◆ EXCERPT PROVIDED:

Australia has long enjoyed a reputation as a successful sporting nation, with the stereotype of all Australians being sports-mad and unrefined. There are certainly elements of truth in this, though perhaps the reality is that more Australians like to talk about or watch sport rather than participate, and that leisure time is just as often used for visiting museums and theatres. Nevertheless, Australia does boast a range of facilities from the grand stadia to dusty country cricket pitches.
In the past, sporting clubs provided a focus for community activities in rural towns and then in the developing suburbs of the post-World War II period. Life was relatively simple 50 years ago; space was provided for football and cricket fields, a swimming pool and tennis and netball courts. These facilities together with the beach or a local river and the suburban backyard provided well for the community and family.
The role of sport in Australian cities and rural areas is changing as our big cities grow and become more dense and multicultural and high car ownership and advances in electronic entertainment open a vast range of opportunities for other activities. The influence of the digital age, together with a growth of less organised recreational activities like skating, surfing, skiing, fishing, hiking, cycling and other activities for youth, has seen a relative decline in once dominant team sports.

Records contained in a dataset
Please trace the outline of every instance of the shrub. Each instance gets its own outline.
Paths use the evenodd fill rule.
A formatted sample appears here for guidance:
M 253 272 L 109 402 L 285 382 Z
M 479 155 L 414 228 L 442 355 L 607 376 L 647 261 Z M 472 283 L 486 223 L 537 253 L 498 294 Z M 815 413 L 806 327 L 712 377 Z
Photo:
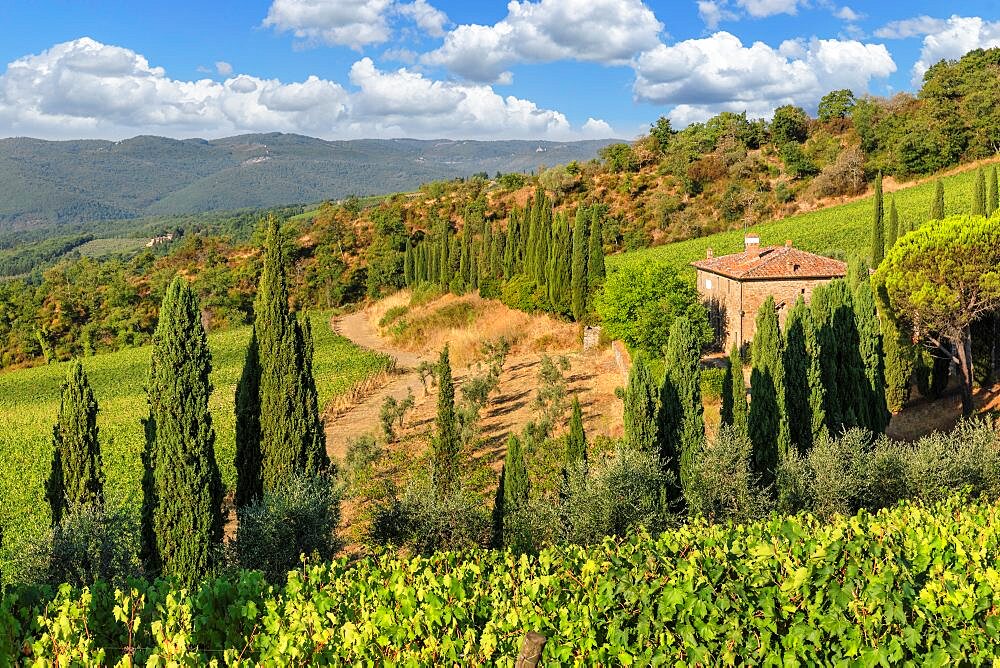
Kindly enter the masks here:
M 98 580 L 124 584 L 142 575 L 139 523 L 134 514 L 81 506 L 65 515 L 26 555 L 24 577 L 34 584 L 87 587 Z
M 444 293 L 441 292 L 441 288 L 434 283 L 418 283 L 410 292 L 410 308 L 430 303 L 442 294 Z
M 845 149 L 837 160 L 823 168 L 813 179 L 812 190 L 818 197 L 855 195 L 865 189 L 865 156 L 860 149 Z
M 720 401 L 722 399 L 722 386 L 725 381 L 725 368 L 702 369 L 701 398 L 705 401 Z
M 408 306 L 393 306 L 388 311 L 386 311 L 385 315 L 382 316 L 382 319 L 378 321 L 378 326 L 388 327 L 392 323 L 396 322 L 399 318 L 406 315 L 409 312 L 409 310 L 410 308 Z
M 681 316 L 695 325 L 704 345 L 714 338 L 697 290 L 665 262 L 617 265 L 597 295 L 595 308 L 609 336 L 655 357 L 662 354 L 670 326 Z
M 684 498 L 692 517 L 750 522 L 764 517 L 770 498 L 750 468 L 750 440 L 724 425 L 692 457 Z
M 430 477 L 418 476 L 401 497 L 393 495 L 375 508 L 367 538 L 378 545 L 431 554 L 485 547 L 490 531 L 490 513 L 481 496 L 461 485 L 440 494 Z
M 639 527 L 661 531 L 671 521 L 664 490 L 672 482 L 658 454 L 630 447 L 571 467 L 562 489 L 561 539 L 587 545 Z
M 520 190 L 528 182 L 528 177 L 524 174 L 511 172 L 500 176 L 499 184 L 504 190 Z
M 340 494 L 327 475 L 293 476 L 240 511 L 233 545 L 240 568 L 283 582 L 302 555 L 327 560 L 339 548 Z
M 779 153 L 781 161 L 785 163 L 785 169 L 796 179 L 812 176 L 819 172 L 816 165 L 803 152 L 802 147 L 795 142 L 789 142 L 782 146 Z
M 901 500 L 933 503 L 962 490 L 1000 498 L 1000 433 L 986 420 L 960 422 L 947 434 L 901 443 L 851 429 L 824 437 L 804 457 L 791 454 L 778 471 L 778 509 L 821 518 L 878 510 Z
M 517 311 L 534 313 L 545 309 L 547 297 L 527 276 L 515 276 L 503 286 L 500 301 Z

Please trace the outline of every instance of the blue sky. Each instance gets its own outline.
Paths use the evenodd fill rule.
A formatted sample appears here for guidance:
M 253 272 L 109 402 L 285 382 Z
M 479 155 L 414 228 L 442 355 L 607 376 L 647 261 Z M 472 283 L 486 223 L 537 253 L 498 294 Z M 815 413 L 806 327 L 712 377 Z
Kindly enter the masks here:
M 995 0 L 0 4 L 0 136 L 633 137 L 913 91 Z

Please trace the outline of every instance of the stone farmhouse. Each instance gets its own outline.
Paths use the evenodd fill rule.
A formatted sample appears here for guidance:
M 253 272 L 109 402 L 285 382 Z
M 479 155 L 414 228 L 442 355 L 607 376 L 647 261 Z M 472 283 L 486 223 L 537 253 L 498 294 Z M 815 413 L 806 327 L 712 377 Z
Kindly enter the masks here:
M 784 326 L 788 312 L 801 295 L 806 302 L 817 285 L 847 274 L 847 265 L 815 253 L 784 246 L 761 246 L 760 237 L 747 235 L 742 253 L 692 262 L 698 271 L 698 292 L 709 307 L 712 326 L 724 350 L 753 339 L 757 311 L 774 297 Z

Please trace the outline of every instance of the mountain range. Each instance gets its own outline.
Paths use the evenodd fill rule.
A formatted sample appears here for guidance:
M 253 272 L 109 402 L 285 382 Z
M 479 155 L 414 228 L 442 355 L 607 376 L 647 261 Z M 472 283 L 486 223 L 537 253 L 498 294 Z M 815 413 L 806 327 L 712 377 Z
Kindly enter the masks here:
M 0 229 L 406 191 L 478 172 L 585 161 L 613 141 L 327 141 L 282 133 L 0 139 Z

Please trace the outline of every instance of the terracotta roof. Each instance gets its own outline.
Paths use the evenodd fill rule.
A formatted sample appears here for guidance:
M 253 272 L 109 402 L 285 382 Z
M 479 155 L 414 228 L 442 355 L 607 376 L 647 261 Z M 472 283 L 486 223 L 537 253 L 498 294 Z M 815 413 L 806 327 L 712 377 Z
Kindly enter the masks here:
M 742 253 L 691 263 L 698 269 L 740 281 L 773 278 L 840 278 L 847 265 L 791 246 L 751 246 Z

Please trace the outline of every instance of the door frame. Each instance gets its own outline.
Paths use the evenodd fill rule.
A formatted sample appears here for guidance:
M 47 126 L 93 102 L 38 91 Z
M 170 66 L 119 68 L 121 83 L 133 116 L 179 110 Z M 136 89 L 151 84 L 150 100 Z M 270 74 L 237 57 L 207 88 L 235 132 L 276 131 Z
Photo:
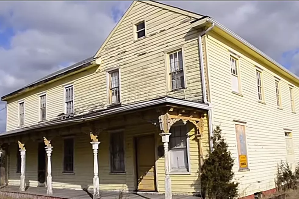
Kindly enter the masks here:
M 154 154 L 154 156 L 155 157 L 155 169 L 154 172 L 154 173 L 155 174 L 155 190 L 153 191 L 149 191 L 147 192 L 159 192 L 159 186 L 158 184 L 158 173 L 157 172 L 157 133 L 140 133 L 136 134 L 135 136 L 134 136 L 133 137 L 133 141 L 134 142 L 134 174 L 135 176 L 135 177 L 134 178 L 134 182 L 135 184 L 135 191 L 136 192 L 138 191 L 142 191 L 142 192 L 146 192 L 146 191 L 140 191 L 138 190 L 138 159 L 137 158 L 138 154 L 137 153 L 137 138 L 139 137 L 145 137 L 146 136 L 152 136 L 154 137 L 154 151 L 155 151 L 155 154 Z

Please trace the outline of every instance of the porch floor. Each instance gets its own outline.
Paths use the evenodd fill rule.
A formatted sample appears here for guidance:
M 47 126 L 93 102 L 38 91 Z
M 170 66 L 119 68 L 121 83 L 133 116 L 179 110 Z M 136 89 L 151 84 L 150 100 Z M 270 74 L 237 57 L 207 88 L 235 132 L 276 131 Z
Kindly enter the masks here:
M 0 192 L 20 193 L 22 194 L 40 196 L 49 196 L 56 198 L 68 199 L 90 199 L 92 198 L 92 190 L 75 190 L 66 189 L 53 189 L 53 194 L 51 196 L 46 194 L 46 188 L 43 187 L 29 187 L 25 192 L 20 192 L 19 186 L 9 185 L 2 187 Z M 103 199 L 117 199 L 119 192 L 100 191 L 101 198 Z M 131 199 L 164 199 L 164 194 L 150 194 L 138 192 L 136 193 L 124 193 L 123 197 Z M 201 198 L 192 195 L 173 195 L 173 199 L 199 199 Z

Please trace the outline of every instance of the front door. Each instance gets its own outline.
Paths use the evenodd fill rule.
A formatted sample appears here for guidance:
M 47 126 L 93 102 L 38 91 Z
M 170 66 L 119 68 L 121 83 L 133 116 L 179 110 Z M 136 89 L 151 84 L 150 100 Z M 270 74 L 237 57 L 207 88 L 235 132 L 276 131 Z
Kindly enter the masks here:
M 156 191 L 154 135 L 137 137 L 136 145 L 137 189 Z
M 38 148 L 38 180 L 39 186 L 44 187 L 46 181 L 46 151 L 44 142 L 39 142 Z

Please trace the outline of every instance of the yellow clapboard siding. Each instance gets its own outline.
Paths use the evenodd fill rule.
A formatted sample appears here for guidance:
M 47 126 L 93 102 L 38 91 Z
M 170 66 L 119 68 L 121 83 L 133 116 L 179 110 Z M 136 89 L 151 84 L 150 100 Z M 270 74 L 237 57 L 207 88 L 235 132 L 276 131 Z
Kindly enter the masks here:
M 289 91 L 290 82 L 266 65 L 248 55 L 214 32 L 205 37 L 209 68 L 209 83 L 213 105 L 213 124 L 220 125 L 235 159 L 234 169 L 244 196 L 275 187 L 277 164 L 286 160 L 283 128 L 292 130 L 294 147 L 299 145 L 298 114 L 291 113 Z M 230 54 L 237 52 L 239 59 L 242 94 L 232 93 Z M 258 102 L 255 66 L 262 68 L 265 96 L 263 104 Z M 281 79 L 280 91 L 283 110 L 277 108 L 275 79 Z M 299 89 L 295 87 L 295 107 L 299 108 Z M 233 119 L 247 123 L 246 133 L 250 171 L 238 171 L 235 124 Z M 296 151 L 296 150 L 295 150 Z M 298 161 L 298 152 L 296 151 Z

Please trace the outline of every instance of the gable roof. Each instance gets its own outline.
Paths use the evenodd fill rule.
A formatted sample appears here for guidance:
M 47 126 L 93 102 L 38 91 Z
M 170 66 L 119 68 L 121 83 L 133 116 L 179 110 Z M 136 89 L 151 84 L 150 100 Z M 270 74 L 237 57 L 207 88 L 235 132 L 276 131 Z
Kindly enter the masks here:
M 114 33 L 115 31 L 117 29 L 117 28 L 118 26 L 120 25 L 122 22 L 126 18 L 128 14 L 130 12 L 130 11 L 134 7 L 134 6 L 136 4 L 136 3 L 138 2 L 142 2 L 142 3 L 146 3 L 148 4 L 150 4 L 153 5 L 154 6 L 155 6 L 157 7 L 163 9 L 164 9 L 166 10 L 168 10 L 170 11 L 173 12 L 176 12 L 177 13 L 178 13 L 182 15 L 186 15 L 186 16 L 191 16 L 191 17 L 193 17 L 195 19 L 198 19 L 200 18 L 203 17 L 203 15 L 200 15 L 198 13 L 196 13 L 191 11 L 189 11 L 188 10 L 185 10 L 180 8 L 178 8 L 178 7 L 176 7 L 174 6 L 172 6 L 172 5 L 168 5 L 167 4 L 165 4 L 162 3 L 160 3 L 160 2 L 157 2 L 153 1 L 134 1 L 131 4 L 130 6 L 129 6 L 129 8 L 127 9 L 127 10 L 124 12 L 124 13 L 123 15 L 122 16 L 117 22 L 117 24 L 116 25 L 112 30 L 110 32 L 108 36 L 107 37 L 107 38 L 104 41 L 104 43 L 103 43 L 101 47 L 99 49 L 97 52 L 95 54 L 95 55 L 94 57 L 98 57 L 101 52 L 103 50 L 103 48 L 106 45 L 106 44 L 110 39 L 110 38 L 112 36 L 112 35 Z

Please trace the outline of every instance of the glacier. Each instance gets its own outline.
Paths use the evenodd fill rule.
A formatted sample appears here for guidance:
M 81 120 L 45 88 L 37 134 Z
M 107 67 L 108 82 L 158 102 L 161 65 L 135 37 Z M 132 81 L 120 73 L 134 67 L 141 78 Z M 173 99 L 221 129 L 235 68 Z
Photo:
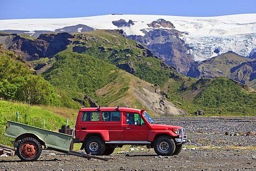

◆ GOALS:
a. According to the passage on Australian sport, what stereotype is associated with Australians?
b. Reproduce the portion of the passage on Australian sport starting at "The role of" and ending at "dominant team sports.".
The items have no connection to the passage on Australian sport.

◆ ANSWERS BELOW:
a. That all Australians are sports-mad and unrefined.

b.
The role of sport in Australian cities and rural areas is changing as our big cities grow and become more dense and multicultural and high car ownership and advances in electronic entertainment open a vast range of opportunities for other activities. The influence of the digital age, together with a growth of less organised recreational activities like skating, surfing, skiing, fishing, hiking, cycling and other activities for youth, has seen a relative decline in once dominant team sports.